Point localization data
————————

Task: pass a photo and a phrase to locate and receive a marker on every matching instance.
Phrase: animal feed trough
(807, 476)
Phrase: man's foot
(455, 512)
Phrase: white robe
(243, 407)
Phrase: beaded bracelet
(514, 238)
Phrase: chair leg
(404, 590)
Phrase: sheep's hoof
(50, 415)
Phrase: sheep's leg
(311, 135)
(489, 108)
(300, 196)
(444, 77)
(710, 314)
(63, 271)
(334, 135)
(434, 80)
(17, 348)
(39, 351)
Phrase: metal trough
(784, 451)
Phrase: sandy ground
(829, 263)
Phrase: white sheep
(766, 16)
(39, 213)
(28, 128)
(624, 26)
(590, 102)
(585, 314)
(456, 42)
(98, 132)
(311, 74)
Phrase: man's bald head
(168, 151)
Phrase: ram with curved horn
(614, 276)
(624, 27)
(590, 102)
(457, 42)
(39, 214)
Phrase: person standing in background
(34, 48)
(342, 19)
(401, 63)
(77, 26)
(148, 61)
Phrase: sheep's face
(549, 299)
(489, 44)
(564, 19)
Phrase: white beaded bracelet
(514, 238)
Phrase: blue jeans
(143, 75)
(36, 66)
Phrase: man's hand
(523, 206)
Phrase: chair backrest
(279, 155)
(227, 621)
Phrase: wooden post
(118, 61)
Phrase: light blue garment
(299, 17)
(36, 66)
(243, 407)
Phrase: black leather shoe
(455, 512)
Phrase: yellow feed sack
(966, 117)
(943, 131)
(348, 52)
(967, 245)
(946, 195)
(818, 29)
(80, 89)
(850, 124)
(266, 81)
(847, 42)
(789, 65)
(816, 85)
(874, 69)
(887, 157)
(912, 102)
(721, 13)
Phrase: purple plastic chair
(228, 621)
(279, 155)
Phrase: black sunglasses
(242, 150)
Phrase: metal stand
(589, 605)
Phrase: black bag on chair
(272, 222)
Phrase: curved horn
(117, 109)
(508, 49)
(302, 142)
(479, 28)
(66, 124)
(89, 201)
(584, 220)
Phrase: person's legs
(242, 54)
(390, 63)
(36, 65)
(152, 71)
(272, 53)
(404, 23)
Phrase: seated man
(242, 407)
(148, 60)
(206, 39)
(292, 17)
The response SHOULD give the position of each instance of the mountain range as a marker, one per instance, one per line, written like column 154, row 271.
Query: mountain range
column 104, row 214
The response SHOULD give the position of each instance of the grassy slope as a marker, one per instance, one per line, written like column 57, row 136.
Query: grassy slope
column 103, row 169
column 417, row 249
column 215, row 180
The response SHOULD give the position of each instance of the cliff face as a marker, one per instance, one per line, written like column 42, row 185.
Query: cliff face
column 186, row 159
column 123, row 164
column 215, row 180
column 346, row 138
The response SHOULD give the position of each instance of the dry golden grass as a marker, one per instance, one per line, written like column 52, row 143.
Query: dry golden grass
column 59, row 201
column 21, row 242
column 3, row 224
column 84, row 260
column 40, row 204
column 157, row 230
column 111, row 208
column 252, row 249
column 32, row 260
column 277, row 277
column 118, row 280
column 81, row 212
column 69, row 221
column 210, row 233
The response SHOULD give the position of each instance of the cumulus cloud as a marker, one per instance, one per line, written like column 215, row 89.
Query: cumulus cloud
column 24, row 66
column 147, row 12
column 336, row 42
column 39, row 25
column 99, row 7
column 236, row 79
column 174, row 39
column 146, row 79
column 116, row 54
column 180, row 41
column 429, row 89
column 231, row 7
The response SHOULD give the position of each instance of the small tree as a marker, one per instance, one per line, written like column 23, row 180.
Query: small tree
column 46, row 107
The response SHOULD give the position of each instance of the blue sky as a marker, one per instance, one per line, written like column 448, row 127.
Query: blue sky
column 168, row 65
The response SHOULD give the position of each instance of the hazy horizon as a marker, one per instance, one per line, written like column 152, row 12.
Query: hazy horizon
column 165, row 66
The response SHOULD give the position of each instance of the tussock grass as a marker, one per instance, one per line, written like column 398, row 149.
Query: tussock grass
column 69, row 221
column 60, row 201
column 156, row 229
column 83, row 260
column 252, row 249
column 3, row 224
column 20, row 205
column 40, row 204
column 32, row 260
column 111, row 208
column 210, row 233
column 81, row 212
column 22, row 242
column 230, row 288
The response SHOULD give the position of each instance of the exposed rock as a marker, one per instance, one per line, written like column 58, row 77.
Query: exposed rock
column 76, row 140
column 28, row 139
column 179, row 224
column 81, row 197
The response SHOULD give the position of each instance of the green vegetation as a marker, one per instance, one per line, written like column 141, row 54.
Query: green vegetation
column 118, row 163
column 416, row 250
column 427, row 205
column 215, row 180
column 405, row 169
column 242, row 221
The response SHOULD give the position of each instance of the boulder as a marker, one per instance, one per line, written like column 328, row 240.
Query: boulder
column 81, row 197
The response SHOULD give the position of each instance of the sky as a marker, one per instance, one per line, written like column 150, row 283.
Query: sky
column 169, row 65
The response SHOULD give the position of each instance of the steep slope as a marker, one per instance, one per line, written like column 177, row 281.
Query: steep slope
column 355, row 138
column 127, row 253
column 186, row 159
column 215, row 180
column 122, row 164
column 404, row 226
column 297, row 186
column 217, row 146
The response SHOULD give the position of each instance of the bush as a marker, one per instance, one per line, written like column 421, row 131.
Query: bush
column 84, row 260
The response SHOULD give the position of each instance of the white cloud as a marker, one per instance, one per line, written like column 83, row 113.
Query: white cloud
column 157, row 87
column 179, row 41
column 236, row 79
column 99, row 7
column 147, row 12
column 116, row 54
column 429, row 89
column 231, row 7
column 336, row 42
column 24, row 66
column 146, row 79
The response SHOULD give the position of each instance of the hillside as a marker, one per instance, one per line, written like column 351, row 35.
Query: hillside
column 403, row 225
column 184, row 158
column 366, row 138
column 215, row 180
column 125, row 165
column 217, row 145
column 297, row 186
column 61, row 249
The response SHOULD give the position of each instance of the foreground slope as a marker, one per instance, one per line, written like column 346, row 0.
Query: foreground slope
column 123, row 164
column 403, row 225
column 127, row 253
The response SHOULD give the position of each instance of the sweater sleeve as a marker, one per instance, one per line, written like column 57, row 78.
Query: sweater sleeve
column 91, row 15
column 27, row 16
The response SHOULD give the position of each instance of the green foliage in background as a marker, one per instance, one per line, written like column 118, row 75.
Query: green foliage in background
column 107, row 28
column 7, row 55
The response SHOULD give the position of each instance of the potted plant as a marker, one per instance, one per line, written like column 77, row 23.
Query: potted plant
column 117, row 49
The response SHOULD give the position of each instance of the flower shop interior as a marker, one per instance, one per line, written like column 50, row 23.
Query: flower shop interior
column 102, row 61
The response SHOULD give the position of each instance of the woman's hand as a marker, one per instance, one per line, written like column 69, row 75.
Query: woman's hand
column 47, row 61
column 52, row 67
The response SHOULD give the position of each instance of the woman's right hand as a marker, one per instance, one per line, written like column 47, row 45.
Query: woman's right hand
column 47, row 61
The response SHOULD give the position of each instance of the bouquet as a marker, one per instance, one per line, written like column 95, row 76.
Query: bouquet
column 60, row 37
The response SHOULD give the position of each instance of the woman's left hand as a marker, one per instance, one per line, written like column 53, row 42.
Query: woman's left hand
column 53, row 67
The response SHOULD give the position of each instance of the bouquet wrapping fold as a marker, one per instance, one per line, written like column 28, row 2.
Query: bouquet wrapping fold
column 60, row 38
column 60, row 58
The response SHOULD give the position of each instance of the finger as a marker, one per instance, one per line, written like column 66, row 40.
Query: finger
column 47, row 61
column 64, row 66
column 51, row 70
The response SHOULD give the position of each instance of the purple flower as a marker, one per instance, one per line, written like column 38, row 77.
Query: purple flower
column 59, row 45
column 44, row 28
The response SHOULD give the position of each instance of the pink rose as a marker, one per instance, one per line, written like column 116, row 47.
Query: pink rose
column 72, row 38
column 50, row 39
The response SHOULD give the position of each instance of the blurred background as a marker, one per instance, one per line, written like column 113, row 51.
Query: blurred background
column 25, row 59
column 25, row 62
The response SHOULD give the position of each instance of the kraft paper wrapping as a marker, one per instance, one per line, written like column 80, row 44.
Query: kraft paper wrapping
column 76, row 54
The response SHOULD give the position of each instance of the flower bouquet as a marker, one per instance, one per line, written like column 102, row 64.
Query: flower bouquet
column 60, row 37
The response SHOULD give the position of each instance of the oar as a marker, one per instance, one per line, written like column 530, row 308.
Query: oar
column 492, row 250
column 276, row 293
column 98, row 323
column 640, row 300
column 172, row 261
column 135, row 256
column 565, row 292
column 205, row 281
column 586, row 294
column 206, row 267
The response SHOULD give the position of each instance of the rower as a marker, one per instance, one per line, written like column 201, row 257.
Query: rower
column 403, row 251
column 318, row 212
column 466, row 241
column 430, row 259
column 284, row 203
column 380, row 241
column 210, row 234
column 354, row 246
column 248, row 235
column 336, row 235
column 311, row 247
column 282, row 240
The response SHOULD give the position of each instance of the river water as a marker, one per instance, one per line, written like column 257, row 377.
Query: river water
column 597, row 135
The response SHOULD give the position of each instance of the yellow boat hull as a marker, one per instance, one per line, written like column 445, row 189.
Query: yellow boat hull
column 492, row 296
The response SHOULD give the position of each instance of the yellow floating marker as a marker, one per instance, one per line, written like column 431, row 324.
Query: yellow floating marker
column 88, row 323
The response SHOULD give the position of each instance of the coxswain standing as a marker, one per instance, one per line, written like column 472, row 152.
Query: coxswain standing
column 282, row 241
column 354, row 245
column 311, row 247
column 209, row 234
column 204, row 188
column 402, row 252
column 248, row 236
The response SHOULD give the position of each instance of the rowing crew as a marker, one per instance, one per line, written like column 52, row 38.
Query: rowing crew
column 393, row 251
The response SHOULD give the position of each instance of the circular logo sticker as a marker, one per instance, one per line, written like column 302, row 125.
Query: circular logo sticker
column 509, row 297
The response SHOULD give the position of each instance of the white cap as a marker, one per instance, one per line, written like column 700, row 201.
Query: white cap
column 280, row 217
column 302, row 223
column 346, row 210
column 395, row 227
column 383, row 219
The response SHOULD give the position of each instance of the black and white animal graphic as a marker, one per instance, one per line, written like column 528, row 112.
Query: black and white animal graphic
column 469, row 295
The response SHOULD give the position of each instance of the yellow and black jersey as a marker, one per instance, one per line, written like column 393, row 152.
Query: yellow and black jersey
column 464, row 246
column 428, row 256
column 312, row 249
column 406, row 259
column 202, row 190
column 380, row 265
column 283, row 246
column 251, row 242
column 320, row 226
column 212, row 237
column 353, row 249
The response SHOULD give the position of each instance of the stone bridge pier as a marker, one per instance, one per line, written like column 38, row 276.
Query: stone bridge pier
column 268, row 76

————————

Lines to set down from above: the line with "118, row 75.", the line with "77, row 23.", and every line between, each exactly as written.

The response SHOULD give the position of each instance of the green foliage in background as a marker, one per instance, one per line, written like column 118, row 75.
Query: green foliage in background
column 107, row 28
column 7, row 55
The response SHOULD give the position of each instance of the potted plant as a marker, one per instance, one per line, written like column 77, row 23.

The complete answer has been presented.